*Consigne A*. Recopiez le passage du texte sur la Velorex « 16 » qui va de "On s'attends à" à "dans les clous.".

*Texte affiché*.
= = = = =
Notre modèle "16" sort en 1963, il deviendra la figure emblématique de Velorex et son modèle le plus vendu. Deux modèles sont proposés, la 16/175 au moteur 175 Cc de marque "CZ" et la 16/375 à la cylindrée idoine et équipée d'une mécanique Jawa. C'est pour Velorex l’alignement des planètes, la demande est forte en Europe et la Velorex "16" semble suffire à bien des foyers.
Elle n'a que sa peau sur les os cette créature unique dans l'histoire de l'automobile. La forme est bien celle d'un tricycle, des ailes avant recouvertes par des garde-boue, deux phares ronds nichés de part et d'autre du nez et cette toile en simili qui cache sa structure tubulaire que l'on devine en dessous. D'ailleurs à l'avant un indice, le bouchon de réservoir est en plein milieu. Un pare-brise est monté e dispose même d'un essuie-glace, c'est l'un des seul luxe de cette voiture. Ah si, elle dispose aussi de portières, là encore en simili tendu sur un cadre. Bon, il y a de poignées extérieurs, c'est pas mal, certaines Anglaises bien plus chères n'en proposaient même pas, ah ces "Britons", toujours près de leur sous! La grande capote fait le job et prouve que sous ces airs de bricolage d'amateur la Velorex "16" était quand même pas mal foutue. Des feux de moto sont disposés de chaque côté de cette sorte de queue que l'on pourrait appeler des ailes arrières, en fait de simples écrans de protection qui en plus habillent l'étrange bidule à roulettes.
Tout au bout, en pointe, la roue et sa plaque d'immatriculation fixée sur son support. Sur la droite, l'échappement sort tel le canon scié d'un gangster pénétrant dans une épicerie de quartier!
On s'attends à pas grand chose à l'intérieur...et c'est tout à fait ça! Le plancher est en bois, portez vos patins! Le même matériau est utilisé sur la planche de bord ou se trouve l'unique compteur derrière le volant, ouf, ils ont pensé à le garder! Le levier de vitesses est au plancher (dans tous les sens du terme) et le pédalier fixé au sol également.
Alors si on remonte la ligne d'échappement, on trouve sous la jupe de la Velorex un moteur monocylindre 350 Cc signé ici Jawa. Il sort...9 chevaux mais il ne faut pas oublier que le véhicule pèse 200 kilos! Bon, c'est vrai, le rapport poids puissance n'est pas époustouflant, ça nous ferait pour une tonne 45 chevaux, après tout à l'époque c'était dans les clous.
= = = = =
*Consigne B*. Réécrivez toutes les lignes de données ci-dessous, demandes comprises, en décalant de 78 chaque nombre des coordonnées données en réponse. Ne reprenez pas les images.

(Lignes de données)
= = = = =
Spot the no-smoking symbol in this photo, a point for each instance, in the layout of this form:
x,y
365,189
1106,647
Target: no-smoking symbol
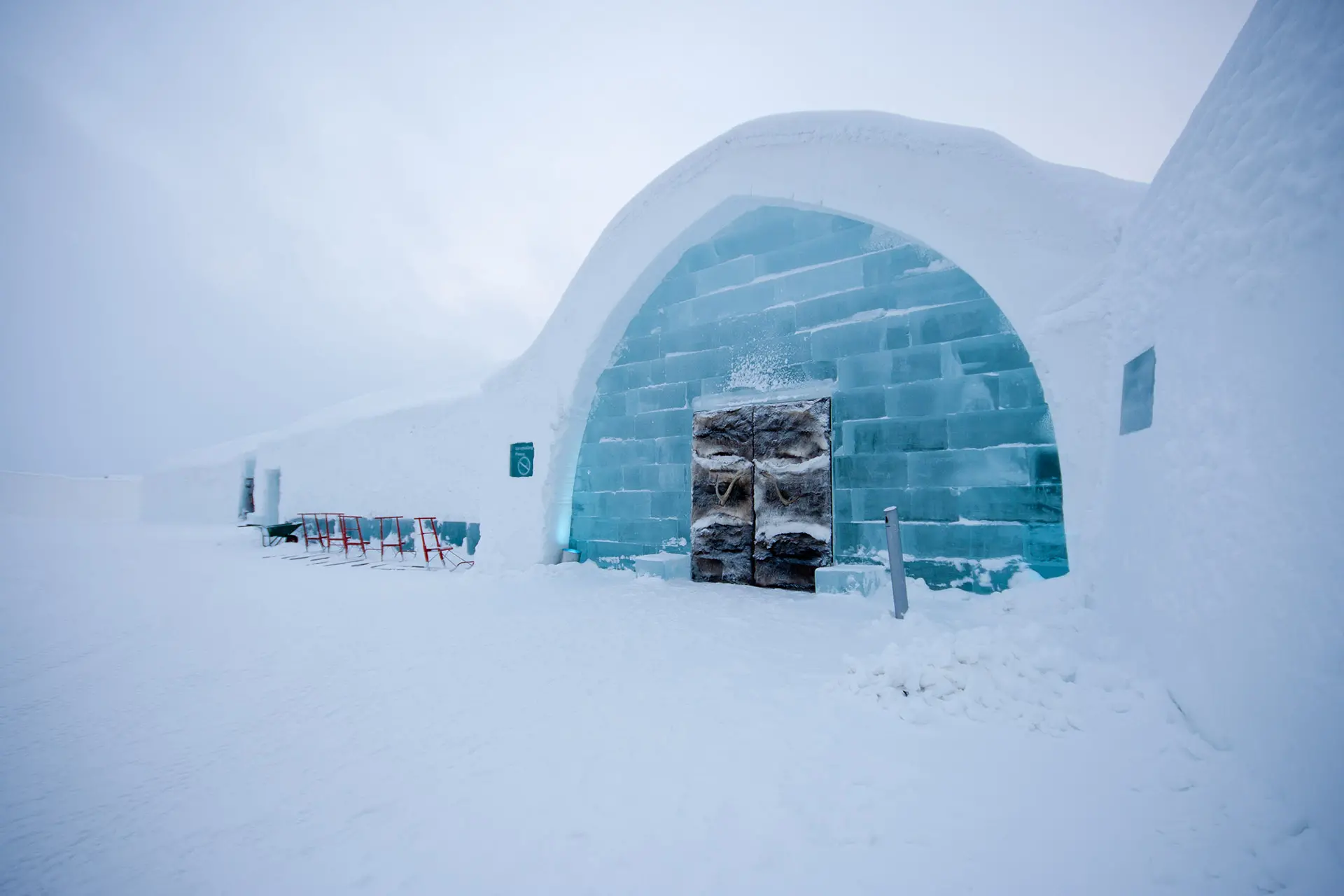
x,y
521,456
= = = = =
*Réponse attendue A*.
On s'attends à pas grand chose à l'intérieur...et c'est tout à fait ça! Le plancher est en bois, portez vos patins! Le même matériau est utilisé sur la planche de bord ou se trouve l'unique compteur derrière le volant, ouf, ils ont pensé à le garder! Le levier de vitesses est au plancher (dans tous les sens du terme) et le pédalier fixé au sol également.
Alors si on remonte la ligne d'échappement, on trouve sous la jupe de la Velorex un moteur monocylindre 350 Cc signé ici Jawa. Il sort...9 chevaux mais il ne faut pas oublier que le véhicule pèse 200 kilos! Bon, c'est vrai, le rapport poids puissance n'est pas époustouflant, ça nous ferait pour une tonne 45 chevaux, après tout à l'époque c'était dans les clous.

*Réponse attendue B*.
Spot the no-smoking symbol in this photo, a point for each instance, in the layout of this form:
x,y
365,189
1106,647
Target: no-smoking symbol
x,y
599,534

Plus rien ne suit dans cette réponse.